* **Your instructions**
Could you rewrite the records from the very first line up to and including the line that contains "point(564, 167)", replacing "tree trunk" with "tree stump" and leaving everything else unchanged, and give only those lines?
-- Begin Input for this task --
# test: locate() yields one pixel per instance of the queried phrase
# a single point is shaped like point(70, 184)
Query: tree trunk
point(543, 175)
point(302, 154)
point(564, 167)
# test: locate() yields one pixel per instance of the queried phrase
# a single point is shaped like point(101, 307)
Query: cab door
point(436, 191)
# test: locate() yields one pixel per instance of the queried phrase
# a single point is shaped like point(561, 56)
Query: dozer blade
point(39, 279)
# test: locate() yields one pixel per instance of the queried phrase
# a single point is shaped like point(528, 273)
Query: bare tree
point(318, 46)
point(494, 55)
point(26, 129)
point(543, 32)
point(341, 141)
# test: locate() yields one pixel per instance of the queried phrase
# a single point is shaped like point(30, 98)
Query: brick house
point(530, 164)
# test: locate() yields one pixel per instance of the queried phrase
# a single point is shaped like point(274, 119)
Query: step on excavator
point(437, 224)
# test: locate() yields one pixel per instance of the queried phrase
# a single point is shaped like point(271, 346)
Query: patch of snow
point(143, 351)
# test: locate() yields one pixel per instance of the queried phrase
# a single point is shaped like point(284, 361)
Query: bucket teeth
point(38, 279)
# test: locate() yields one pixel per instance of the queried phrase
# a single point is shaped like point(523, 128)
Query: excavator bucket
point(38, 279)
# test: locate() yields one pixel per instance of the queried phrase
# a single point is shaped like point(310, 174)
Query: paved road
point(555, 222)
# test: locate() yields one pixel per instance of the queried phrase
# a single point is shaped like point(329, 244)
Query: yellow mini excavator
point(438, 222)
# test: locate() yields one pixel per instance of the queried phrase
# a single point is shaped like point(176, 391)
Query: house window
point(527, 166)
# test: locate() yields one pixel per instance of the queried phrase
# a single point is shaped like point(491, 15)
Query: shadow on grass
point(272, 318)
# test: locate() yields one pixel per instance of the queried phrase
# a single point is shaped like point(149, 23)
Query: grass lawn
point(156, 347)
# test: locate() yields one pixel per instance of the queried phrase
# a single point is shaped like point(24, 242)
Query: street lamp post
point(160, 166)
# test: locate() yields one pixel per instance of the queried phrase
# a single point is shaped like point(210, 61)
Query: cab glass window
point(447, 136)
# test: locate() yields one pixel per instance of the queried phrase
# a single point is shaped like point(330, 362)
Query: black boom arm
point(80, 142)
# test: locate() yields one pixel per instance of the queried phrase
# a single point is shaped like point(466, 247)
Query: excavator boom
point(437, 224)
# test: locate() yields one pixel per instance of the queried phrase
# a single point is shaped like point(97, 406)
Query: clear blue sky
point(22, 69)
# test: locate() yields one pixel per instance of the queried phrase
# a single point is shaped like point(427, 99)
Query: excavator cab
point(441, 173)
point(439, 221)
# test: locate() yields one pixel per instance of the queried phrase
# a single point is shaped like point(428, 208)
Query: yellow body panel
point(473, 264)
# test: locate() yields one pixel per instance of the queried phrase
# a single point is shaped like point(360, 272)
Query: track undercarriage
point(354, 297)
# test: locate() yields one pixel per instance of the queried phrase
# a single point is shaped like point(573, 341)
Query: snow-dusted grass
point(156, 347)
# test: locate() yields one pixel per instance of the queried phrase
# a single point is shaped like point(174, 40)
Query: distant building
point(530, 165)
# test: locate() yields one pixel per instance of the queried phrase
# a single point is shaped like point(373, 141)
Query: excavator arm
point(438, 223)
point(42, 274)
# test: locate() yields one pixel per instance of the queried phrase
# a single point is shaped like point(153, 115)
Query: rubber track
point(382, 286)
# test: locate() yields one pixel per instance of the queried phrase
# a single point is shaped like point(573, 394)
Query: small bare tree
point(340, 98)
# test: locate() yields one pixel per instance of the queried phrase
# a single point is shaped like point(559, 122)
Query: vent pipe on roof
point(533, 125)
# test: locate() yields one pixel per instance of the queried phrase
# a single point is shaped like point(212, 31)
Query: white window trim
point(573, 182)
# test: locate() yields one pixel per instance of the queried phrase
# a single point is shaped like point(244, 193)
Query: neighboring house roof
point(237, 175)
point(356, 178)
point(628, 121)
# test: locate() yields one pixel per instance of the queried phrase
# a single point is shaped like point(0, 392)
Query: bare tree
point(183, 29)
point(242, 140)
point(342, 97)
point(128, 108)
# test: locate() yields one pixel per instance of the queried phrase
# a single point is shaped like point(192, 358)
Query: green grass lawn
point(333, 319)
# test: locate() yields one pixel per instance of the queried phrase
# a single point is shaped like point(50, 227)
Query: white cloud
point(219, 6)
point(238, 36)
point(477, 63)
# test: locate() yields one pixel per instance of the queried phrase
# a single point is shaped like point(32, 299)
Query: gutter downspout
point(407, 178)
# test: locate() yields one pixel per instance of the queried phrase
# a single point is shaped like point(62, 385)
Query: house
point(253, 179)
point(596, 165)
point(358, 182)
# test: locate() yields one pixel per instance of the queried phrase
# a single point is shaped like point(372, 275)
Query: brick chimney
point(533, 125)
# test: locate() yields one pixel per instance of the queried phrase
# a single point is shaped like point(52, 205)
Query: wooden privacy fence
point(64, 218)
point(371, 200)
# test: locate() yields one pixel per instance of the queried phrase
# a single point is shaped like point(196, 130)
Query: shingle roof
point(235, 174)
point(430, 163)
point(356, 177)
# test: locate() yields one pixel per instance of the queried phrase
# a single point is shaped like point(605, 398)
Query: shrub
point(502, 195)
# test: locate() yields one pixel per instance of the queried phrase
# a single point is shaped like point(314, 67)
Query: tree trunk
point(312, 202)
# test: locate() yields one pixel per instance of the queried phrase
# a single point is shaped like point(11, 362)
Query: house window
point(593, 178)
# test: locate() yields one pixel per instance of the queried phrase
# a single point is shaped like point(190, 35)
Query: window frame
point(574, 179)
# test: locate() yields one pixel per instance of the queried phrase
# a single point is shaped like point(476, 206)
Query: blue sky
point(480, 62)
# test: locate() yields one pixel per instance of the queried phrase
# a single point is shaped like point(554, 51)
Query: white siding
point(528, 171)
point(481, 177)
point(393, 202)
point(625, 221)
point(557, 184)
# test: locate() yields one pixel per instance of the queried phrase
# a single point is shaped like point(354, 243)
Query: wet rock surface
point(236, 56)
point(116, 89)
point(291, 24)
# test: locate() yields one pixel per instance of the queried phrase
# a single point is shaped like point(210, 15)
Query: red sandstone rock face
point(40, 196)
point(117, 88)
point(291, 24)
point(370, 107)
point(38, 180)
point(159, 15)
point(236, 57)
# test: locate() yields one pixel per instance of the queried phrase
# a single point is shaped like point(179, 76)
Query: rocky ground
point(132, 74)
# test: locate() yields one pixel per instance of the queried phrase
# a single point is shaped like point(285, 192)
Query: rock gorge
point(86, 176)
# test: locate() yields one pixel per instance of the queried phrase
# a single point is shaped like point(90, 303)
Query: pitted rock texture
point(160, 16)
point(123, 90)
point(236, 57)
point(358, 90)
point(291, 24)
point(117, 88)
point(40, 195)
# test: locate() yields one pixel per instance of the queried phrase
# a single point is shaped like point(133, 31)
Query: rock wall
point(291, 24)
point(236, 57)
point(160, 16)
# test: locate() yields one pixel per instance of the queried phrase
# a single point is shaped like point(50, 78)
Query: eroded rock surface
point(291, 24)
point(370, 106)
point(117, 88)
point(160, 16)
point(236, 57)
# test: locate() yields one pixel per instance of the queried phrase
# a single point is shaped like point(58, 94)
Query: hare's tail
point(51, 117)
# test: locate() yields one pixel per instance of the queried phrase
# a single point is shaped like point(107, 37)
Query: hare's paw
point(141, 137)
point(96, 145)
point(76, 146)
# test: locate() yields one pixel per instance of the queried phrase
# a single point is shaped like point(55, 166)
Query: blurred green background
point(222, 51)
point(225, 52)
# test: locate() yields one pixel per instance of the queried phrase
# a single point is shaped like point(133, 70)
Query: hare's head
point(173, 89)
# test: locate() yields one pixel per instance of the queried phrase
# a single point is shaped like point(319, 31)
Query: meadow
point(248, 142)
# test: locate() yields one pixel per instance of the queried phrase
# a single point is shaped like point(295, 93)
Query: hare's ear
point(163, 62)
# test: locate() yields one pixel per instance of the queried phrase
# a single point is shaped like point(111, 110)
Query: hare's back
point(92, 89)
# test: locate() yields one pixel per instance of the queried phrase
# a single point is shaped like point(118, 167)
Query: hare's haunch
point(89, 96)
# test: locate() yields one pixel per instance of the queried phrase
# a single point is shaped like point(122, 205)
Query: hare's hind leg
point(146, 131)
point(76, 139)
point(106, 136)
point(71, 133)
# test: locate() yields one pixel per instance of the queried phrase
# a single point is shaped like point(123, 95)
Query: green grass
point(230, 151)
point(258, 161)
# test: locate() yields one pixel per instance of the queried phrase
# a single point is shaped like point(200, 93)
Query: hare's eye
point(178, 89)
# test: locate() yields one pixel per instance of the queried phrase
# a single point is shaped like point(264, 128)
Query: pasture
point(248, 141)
-- End Input for this task --
* **The result**
# test: locate() yields one pixel per instance of the queried phrase
# a single point is shaped like point(70, 184)
Query: tree stump
point(543, 175)
point(302, 154)
point(564, 167)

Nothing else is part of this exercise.